What the exercise asks> Return the records below from the line containing "A point falls on each instance of the patio in" onward, exactly, through and including the last line.

Provided records>
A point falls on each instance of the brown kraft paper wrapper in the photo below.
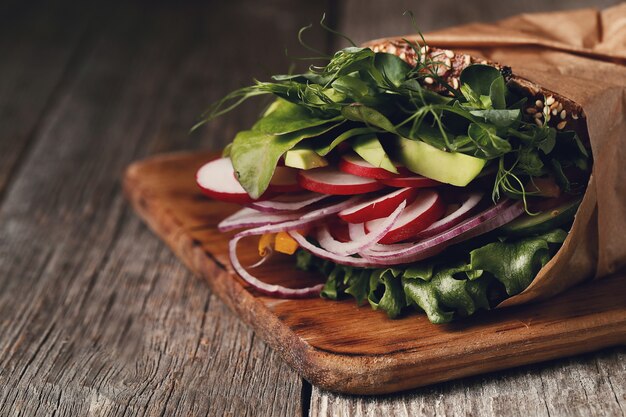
(581, 55)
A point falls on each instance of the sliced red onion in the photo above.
(357, 231)
(263, 287)
(288, 202)
(303, 220)
(248, 217)
(451, 219)
(327, 242)
(484, 222)
(339, 259)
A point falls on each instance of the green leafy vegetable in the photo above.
(456, 285)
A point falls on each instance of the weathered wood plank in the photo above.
(586, 385)
(97, 316)
(589, 385)
(37, 56)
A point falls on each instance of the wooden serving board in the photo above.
(342, 347)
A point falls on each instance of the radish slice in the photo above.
(265, 288)
(353, 164)
(248, 217)
(217, 180)
(288, 202)
(378, 207)
(284, 180)
(452, 219)
(484, 222)
(328, 180)
(427, 208)
(327, 242)
(414, 181)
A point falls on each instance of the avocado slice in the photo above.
(369, 148)
(447, 167)
(542, 222)
(304, 159)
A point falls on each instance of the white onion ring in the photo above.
(248, 217)
(484, 222)
(263, 287)
(291, 203)
(452, 219)
(324, 254)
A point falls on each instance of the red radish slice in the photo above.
(355, 165)
(427, 208)
(378, 207)
(288, 202)
(413, 181)
(328, 180)
(327, 242)
(217, 180)
(284, 180)
(248, 217)
(454, 218)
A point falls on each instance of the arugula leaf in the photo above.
(325, 148)
(393, 70)
(287, 117)
(516, 264)
(255, 154)
(487, 81)
(489, 145)
(357, 285)
(369, 116)
(500, 118)
(392, 300)
(425, 296)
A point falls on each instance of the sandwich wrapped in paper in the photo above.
(480, 169)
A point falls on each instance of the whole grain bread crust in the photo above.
(542, 105)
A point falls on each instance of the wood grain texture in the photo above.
(341, 347)
(96, 316)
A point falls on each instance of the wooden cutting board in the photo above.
(350, 349)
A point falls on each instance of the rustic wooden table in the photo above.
(97, 317)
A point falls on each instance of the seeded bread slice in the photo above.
(542, 105)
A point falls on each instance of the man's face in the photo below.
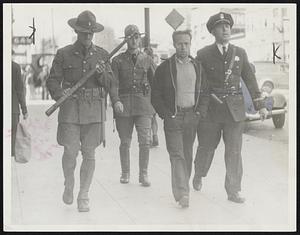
(85, 38)
(182, 44)
(222, 32)
(134, 42)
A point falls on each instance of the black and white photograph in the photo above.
(149, 117)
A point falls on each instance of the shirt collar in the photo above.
(220, 46)
(188, 60)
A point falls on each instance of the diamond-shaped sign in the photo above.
(174, 19)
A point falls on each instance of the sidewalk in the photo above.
(115, 206)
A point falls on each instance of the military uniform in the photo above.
(227, 117)
(18, 99)
(81, 116)
(134, 77)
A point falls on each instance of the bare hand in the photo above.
(65, 91)
(118, 106)
(263, 113)
(25, 116)
(101, 66)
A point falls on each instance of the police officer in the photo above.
(133, 70)
(225, 65)
(80, 117)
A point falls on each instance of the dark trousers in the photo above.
(75, 137)
(125, 128)
(209, 135)
(180, 133)
(14, 124)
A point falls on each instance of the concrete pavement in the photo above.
(38, 186)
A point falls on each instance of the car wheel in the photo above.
(278, 120)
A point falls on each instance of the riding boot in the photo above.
(125, 165)
(143, 165)
(86, 175)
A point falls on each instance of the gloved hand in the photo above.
(118, 107)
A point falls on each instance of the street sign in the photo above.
(21, 40)
(174, 19)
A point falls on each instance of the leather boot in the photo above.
(125, 165)
(86, 175)
(143, 164)
(68, 165)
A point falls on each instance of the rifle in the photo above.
(83, 80)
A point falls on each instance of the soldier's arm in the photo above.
(113, 86)
(20, 90)
(250, 80)
(55, 77)
(204, 92)
(151, 71)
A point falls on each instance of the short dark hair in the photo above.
(179, 32)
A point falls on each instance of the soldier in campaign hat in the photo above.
(134, 71)
(81, 116)
(225, 65)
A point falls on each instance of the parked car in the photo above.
(276, 104)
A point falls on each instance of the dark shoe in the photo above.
(235, 197)
(124, 178)
(68, 196)
(197, 183)
(184, 202)
(83, 205)
(143, 179)
(155, 141)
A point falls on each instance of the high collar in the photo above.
(130, 54)
(79, 48)
(220, 46)
(186, 61)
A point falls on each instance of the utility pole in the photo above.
(147, 28)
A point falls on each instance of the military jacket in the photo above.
(70, 65)
(18, 90)
(134, 83)
(216, 67)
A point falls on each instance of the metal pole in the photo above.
(147, 28)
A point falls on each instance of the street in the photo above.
(38, 186)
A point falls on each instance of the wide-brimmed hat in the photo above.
(86, 23)
(131, 29)
(221, 17)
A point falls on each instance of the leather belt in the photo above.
(132, 90)
(185, 109)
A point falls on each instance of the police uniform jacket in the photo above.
(163, 96)
(18, 90)
(230, 92)
(134, 83)
(70, 64)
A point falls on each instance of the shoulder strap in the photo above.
(229, 71)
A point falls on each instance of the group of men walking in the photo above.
(179, 90)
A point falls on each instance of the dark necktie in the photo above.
(133, 57)
(224, 51)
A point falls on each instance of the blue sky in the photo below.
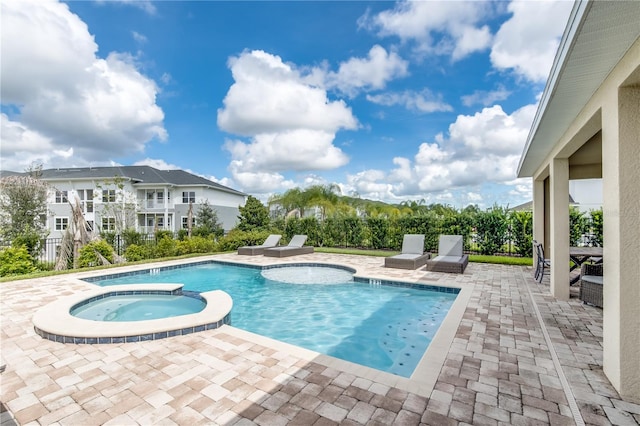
(393, 101)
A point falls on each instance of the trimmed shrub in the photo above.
(136, 252)
(195, 245)
(166, 247)
(238, 238)
(15, 261)
(88, 256)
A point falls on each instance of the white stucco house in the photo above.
(139, 197)
(588, 126)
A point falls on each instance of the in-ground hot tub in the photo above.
(55, 321)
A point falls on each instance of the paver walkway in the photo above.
(499, 368)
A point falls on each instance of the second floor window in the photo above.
(188, 197)
(86, 198)
(108, 223)
(108, 195)
(61, 197)
(62, 223)
(185, 222)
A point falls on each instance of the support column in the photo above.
(559, 247)
(166, 209)
(621, 195)
(538, 210)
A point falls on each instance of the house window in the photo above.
(185, 222)
(188, 197)
(108, 223)
(62, 197)
(62, 223)
(86, 199)
(108, 195)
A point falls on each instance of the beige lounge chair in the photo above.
(412, 255)
(271, 241)
(295, 247)
(450, 256)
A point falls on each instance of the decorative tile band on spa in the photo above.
(127, 339)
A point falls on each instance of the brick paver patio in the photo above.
(499, 368)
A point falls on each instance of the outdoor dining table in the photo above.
(579, 255)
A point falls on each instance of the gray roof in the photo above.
(139, 175)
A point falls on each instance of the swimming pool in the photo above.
(380, 324)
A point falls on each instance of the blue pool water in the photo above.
(138, 307)
(379, 326)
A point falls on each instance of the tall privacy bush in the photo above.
(597, 224)
(491, 230)
(354, 230)
(578, 226)
(378, 232)
(522, 232)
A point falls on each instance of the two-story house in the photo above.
(139, 197)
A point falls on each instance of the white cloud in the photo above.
(486, 97)
(66, 94)
(479, 149)
(145, 5)
(291, 124)
(139, 38)
(444, 28)
(527, 42)
(270, 96)
(424, 101)
(373, 72)
(297, 150)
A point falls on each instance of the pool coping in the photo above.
(425, 375)
(55, 322)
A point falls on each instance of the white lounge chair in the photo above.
(271, 241)
(412, 255)
(296, 246)
(451, 257)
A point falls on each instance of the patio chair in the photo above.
(591, 284)
(541, 262)
(271, 241)
(451, 257)
(412, 255)
(295, 247)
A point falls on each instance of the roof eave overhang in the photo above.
(598, 35)
(529, 160)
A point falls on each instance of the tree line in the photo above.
(328, 218)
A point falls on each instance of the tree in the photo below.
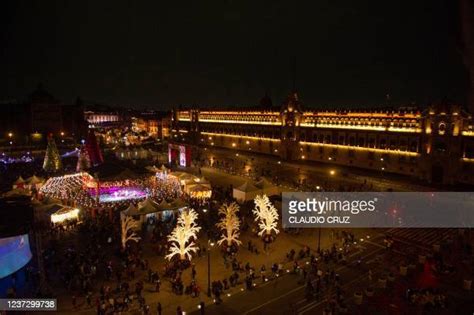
(128, 224)
(83, 160)
(266, 215)
(52, 159)
(183, 236)
(229, 224)
(93, 149)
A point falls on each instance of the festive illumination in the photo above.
(64, 215)
(183, 236)
(64, 187)
(245, 122)
(52, 160)
(128, 224)
(239, 136)
(83, 160)
(229, 224)
(362, 127)
(117, 193)
(339, 146)
(93, 149)
(266, 215)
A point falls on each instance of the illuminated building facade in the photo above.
(436, 144)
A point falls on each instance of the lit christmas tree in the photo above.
(52, 159)
(229, 224)
(267, 216)
(183, 236)
(128, 224)
(93, 149)
(83, 160)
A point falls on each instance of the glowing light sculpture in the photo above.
(83, 160)
(266, 215)
(183, 236)
(128, 234)
(229, 224)
(52, 159)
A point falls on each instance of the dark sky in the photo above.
(161, 53)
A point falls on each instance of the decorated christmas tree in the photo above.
(83, 160)
(93, 149)
(52, 159)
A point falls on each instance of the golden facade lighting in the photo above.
(246, 122)
(338, 146)
(239, 136)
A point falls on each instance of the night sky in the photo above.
(231, 52)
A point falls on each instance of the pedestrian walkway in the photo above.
(424, 238)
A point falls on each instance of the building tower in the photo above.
(291, 113)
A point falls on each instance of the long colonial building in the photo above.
(436, 144)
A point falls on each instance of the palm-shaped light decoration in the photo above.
(266, 215)
(128, 224)
(183, 236)
(229, 224)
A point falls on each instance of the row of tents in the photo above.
(34, 180)
(248, 191)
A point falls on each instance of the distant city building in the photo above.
(436, 144)
(102, 119)
(154, 124)
(40, 114)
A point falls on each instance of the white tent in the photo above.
(33, 180)
(19, 183)
(147, 206)
(267, 187)
(246, 191)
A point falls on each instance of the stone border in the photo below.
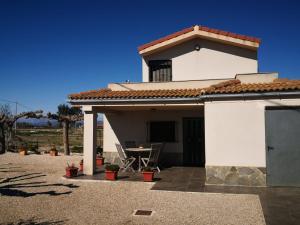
(235, 176)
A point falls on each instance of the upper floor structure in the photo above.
(198, 53)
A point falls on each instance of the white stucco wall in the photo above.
(128, 126)
(213, 61)
(235, 132)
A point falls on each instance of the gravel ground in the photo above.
(33, 192)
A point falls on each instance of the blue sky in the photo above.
(49, 49)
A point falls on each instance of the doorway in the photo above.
(193, 141)
(283, 146)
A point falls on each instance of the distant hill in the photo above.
(44, 122)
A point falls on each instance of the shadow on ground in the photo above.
(13, 187)
(281, 205)
(33, 221)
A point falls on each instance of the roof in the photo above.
(236, 87)
(220, 33)
(228, 87)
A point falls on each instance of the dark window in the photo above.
(162, 131)
(160, 70)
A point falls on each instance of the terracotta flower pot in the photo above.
(111, 175)
(80, 167)
(99, 161)
(71, 171)
(53, 152)
(23, 151)
(148, 176)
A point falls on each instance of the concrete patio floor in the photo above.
(281, 205)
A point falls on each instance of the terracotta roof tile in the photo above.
(203, 28)
(135, 94)
(228, 87)
(235, 86)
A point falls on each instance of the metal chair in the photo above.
(130, 144)
(153, 157)
(125, 160)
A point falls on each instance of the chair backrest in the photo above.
(130, 144)
(155, 152)
(121, 152)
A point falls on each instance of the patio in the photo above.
(279, 204)
(191, 179)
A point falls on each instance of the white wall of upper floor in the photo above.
(213, 61)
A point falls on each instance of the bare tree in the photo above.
(66, 115)
(7, 121)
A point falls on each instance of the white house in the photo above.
(202, 95)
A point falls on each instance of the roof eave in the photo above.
(133, 101)
(253, 45)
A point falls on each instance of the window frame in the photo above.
(159, 63)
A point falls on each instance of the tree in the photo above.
(66, 115)
(7, 121)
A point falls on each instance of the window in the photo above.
(162, 131)
(160, 70)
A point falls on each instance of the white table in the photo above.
(139, 151)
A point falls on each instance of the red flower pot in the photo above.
(148, 176)
(71, 171)
(99, 161)
(53, 152)
(111, 175)
(81, 167)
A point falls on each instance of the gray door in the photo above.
(283, 146)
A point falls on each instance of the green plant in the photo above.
(112, 167)
(99, 150)
(147, 169)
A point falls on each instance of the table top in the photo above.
(138, 149)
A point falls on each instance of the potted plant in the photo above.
(148, 174)
(81, 165)
(111, 171)
(23, 150)
(53, 151)
(99, 160)
(71, 171)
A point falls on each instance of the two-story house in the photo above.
(203, 97)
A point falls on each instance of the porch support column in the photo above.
(89, 140)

Answer space>
A point falls on each instance of the patio in the photo above.
(279, 204)
(191, 179)
A point falls on each instance of the white wall of upper floor in the photo above.
(213, 61)
A point falls on each instance of the bare tree in the photo above.
(66, 115)
(7, 121)
A point falls on each instance of the white house in the photo above.
(202, 95)
A point falls on each instance of the roof eave in the photo above.
(133, 101)
(253, 45)
A point falls on each instance of the window frame in the photo above.
(159, 63)
A point falls on each instance of the tree in the photo above.
(66, 115)
(7, 121)
A point falls on each instance of the window in the photo above.
(162, 131)
(160, 70)
A point falls on each instance of the white table in the photo above.
(139, 151)
A point falls on each instance of the red flower pot in the photo above.
(148, 176)
(71, 171)
(99, 161)
(53, 152)
(111, 175)
(81, 167)
A point falls on each instance of the gray door in the photo above.
(283, 146)
A point falls on each instance of the green plant in the photo above.
(112, 167)
(99, 150)
(147, 169)
A point falls on each instance of the table top in the photo above.
(138, 149)
A point falls on each instance of the potted plant in the photo above.
(148, 174)
(81, 165)
(111, 171)
(23, 150)
(53, 151)
(99, 160)
(71, 171)
A point falls on each instance of the two-story house in the photo above.
(203, 97)
A point falls on each instance of the porch support column in the photo above.
(89, 140)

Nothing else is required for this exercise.